● **EXERCISE REQUIREMENTS**: Return exactly the lines that run from the one with "of the side" to the last line of the entries below, both included, and nothing else.

------------

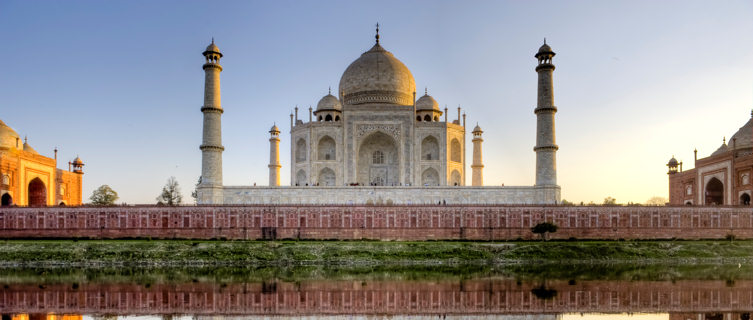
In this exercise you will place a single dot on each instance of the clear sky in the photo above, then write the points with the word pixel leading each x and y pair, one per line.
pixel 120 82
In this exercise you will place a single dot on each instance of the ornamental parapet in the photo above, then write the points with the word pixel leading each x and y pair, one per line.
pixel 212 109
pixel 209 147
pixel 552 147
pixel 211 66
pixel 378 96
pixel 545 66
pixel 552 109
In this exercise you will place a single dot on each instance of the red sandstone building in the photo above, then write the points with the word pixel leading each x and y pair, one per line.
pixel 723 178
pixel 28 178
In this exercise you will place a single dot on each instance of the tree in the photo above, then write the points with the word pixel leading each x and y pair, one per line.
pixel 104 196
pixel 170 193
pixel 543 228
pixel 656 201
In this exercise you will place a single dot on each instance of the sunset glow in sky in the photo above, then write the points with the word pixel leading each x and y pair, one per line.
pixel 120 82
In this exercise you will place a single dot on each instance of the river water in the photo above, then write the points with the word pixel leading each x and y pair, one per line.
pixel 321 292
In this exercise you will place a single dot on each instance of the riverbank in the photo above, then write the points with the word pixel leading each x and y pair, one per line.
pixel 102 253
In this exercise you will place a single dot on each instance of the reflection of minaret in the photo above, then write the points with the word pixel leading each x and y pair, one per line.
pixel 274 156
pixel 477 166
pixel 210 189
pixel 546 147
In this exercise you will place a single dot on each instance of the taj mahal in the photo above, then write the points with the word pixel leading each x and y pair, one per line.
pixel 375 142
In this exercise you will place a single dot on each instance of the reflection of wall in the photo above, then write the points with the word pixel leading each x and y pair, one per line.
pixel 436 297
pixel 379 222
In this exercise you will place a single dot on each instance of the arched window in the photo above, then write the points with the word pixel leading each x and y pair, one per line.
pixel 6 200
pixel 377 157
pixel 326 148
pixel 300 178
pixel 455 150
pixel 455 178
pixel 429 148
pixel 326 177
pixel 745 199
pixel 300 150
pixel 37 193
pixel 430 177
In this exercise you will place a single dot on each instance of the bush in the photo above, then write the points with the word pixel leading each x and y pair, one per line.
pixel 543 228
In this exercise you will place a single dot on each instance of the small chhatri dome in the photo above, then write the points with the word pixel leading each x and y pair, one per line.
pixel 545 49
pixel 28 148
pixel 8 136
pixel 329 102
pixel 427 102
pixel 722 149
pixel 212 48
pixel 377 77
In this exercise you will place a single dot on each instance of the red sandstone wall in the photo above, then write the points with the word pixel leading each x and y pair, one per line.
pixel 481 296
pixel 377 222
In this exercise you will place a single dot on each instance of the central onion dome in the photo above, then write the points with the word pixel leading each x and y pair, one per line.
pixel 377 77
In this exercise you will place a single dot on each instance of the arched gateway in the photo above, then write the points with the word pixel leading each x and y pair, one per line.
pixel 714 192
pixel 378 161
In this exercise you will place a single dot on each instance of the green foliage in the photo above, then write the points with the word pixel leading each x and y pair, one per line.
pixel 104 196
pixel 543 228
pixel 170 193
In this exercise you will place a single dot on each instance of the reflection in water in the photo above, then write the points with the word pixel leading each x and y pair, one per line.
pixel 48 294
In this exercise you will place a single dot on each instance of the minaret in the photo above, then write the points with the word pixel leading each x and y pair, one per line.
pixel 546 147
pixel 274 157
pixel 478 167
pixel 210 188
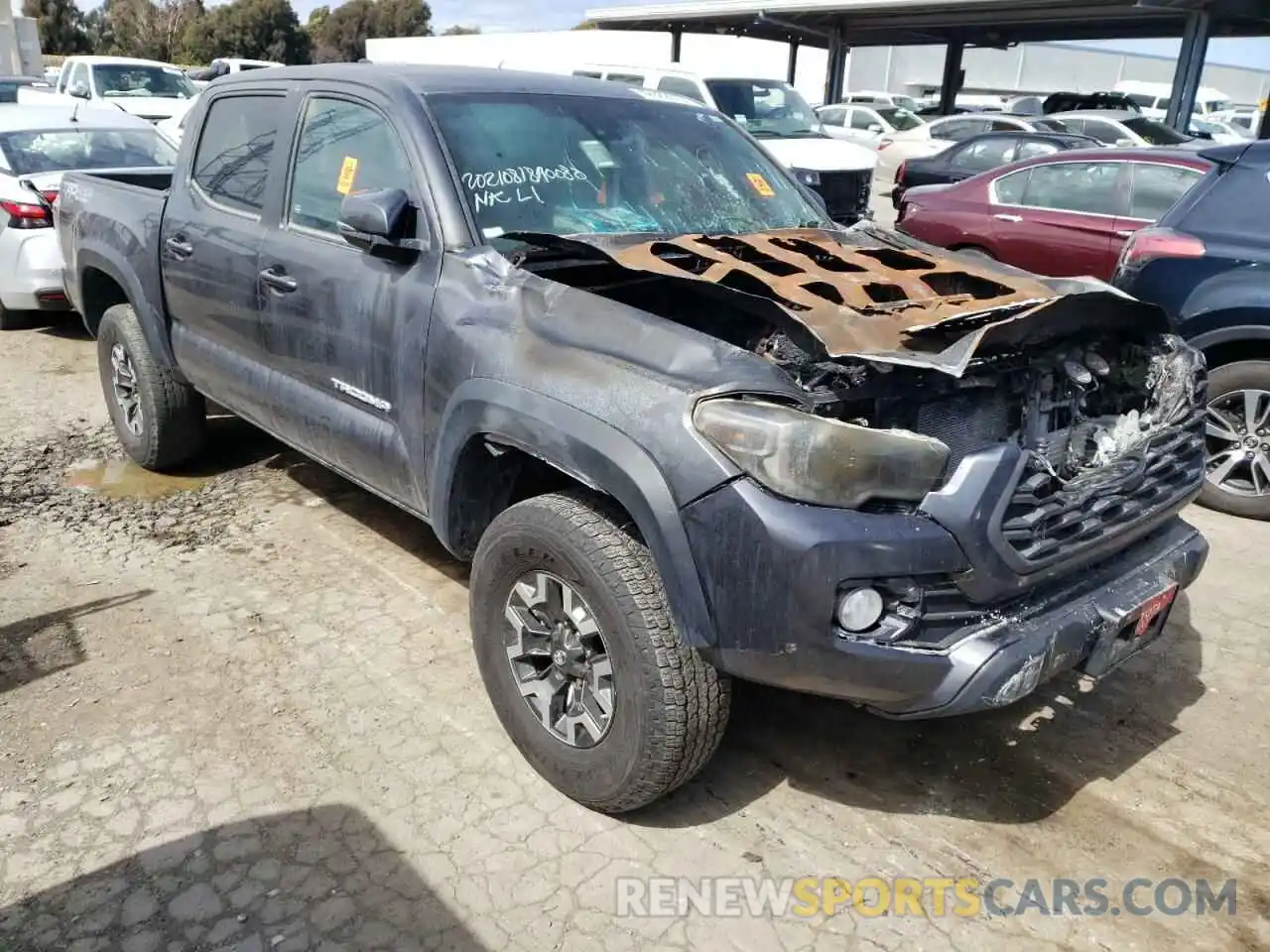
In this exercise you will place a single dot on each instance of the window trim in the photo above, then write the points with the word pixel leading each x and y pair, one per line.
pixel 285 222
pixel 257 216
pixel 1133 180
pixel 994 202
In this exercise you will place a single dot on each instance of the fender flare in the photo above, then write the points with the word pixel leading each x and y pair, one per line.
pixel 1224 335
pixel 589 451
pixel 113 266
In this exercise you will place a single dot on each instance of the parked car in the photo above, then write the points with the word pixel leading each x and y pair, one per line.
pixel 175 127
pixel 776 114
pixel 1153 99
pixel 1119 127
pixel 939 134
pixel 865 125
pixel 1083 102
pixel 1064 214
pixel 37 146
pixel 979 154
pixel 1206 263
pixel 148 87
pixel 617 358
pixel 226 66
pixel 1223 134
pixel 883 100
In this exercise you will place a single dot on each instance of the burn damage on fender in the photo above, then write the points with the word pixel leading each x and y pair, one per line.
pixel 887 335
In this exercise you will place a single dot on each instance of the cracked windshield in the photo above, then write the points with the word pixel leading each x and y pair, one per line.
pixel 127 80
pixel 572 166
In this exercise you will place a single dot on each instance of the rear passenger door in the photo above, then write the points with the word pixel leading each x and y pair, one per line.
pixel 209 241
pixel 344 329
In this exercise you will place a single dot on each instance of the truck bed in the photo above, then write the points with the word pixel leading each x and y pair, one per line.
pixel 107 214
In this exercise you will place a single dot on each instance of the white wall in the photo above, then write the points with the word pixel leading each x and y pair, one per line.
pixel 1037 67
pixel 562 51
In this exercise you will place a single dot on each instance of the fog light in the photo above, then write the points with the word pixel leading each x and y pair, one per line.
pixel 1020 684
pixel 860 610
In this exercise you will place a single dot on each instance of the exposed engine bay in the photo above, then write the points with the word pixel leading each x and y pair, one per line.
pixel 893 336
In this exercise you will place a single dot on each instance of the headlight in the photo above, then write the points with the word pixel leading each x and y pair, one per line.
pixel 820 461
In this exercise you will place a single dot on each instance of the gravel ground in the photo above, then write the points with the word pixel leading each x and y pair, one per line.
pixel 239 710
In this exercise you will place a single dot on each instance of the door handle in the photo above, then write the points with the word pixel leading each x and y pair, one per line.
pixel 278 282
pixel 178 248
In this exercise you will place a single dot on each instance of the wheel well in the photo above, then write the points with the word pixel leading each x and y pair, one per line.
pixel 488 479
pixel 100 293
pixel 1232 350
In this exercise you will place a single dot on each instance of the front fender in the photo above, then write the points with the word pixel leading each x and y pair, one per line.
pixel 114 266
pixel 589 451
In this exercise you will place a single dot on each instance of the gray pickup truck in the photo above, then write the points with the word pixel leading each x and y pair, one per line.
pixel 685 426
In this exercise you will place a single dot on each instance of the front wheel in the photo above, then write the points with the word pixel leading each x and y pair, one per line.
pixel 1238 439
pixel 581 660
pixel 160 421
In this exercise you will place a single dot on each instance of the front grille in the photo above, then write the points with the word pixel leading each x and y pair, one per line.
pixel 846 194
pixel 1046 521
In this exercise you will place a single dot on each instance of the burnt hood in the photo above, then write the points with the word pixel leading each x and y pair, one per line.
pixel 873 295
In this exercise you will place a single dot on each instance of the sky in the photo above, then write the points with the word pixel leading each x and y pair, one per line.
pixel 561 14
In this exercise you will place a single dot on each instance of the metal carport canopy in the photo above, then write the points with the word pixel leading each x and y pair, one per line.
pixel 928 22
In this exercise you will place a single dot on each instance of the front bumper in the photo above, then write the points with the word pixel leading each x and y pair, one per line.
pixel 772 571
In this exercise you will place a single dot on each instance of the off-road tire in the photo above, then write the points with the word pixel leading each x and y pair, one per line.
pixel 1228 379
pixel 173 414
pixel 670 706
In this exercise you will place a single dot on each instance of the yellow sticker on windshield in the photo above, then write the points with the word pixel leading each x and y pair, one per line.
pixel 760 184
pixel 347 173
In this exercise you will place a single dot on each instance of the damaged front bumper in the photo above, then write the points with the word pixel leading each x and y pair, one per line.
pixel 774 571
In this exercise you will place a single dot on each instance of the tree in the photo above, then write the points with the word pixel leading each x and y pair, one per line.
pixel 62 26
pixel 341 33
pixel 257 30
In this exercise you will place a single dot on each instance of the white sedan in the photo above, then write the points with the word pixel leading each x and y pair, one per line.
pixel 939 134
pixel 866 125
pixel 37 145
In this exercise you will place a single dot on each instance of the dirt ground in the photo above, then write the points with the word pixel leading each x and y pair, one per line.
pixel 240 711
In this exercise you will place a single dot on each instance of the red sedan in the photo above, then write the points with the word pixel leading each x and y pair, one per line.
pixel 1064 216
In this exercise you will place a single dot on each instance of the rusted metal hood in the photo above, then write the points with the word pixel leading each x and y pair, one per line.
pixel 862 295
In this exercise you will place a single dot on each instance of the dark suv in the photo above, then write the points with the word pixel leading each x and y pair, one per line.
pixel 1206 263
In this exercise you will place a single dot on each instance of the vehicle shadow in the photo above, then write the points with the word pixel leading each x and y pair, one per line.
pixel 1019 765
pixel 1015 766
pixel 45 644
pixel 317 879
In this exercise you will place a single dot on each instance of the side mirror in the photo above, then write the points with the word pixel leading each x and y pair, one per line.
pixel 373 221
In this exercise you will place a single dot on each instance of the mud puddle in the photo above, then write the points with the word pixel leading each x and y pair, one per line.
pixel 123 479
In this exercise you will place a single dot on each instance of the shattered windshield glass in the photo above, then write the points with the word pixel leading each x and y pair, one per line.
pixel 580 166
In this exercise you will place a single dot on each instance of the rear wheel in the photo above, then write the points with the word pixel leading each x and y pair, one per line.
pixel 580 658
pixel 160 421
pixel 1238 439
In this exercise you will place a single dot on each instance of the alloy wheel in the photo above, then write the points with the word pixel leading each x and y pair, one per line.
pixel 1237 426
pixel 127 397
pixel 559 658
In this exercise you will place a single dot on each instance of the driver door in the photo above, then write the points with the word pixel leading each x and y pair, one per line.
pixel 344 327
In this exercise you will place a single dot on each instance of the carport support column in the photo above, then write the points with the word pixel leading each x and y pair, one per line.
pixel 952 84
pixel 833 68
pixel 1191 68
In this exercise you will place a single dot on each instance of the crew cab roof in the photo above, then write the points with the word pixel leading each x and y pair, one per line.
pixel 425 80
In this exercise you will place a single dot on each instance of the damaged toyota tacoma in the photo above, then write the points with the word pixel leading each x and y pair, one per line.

------------

● **EXERCISE SOLUTION**:
In this exercise you will place a single dot on each instance of the side mirror in the photo above, then write the points with the word pixel leading each x and y pair, one per line.
pixel 373 221
In this exercise you will place a single dot on each instance of the mud puddle in the photo above, then write the points with the word pixel leading each x and y pair, one per line.
pixel 123 479
In this exercise you will place a single dot on each instance of the shattered windshield glass in the photo above, then write the points with the word pixel leading each x and y pair, one per line.
pixel 580 166
In this exercise you will place a single dot on each instance of the rear wheel in the photo above, then write the points with the word pixel leading each x and y pair, one per line.
pixel 580 658
pixel 160 421
pixel 1238 439
In this exercise you will place a single dot on each instance of the alloy wheel in the photo above, then write the points with the word pixel leading each x and y pair, one per line.
pixel 1237 426
pixel 127 397
pixel 559 658
In this exercise you will place a single dot on each instance of the driver door in the photo above, then write the points with the word pixel leading each x and y pair, one per line.
pixel 344 327
In this exercise you will place a single dot on each instance of the carport support column in the photo above, then write the points with the word pixel leading each x and y pair, one per line.
pixel 952 84
pixel 833 68
pixel 1191 68
In this exercise you will place a single dot on each instance of the crew cab roof in the photo above, then write the points with the word pixel leading each x and y pair, one per line.
pixel 425 80
In this exercise you will place a single dot on each instance of the damaged toyota tacoma in the photo above, then write the points with the word pixel leading each x and y pair, one per line.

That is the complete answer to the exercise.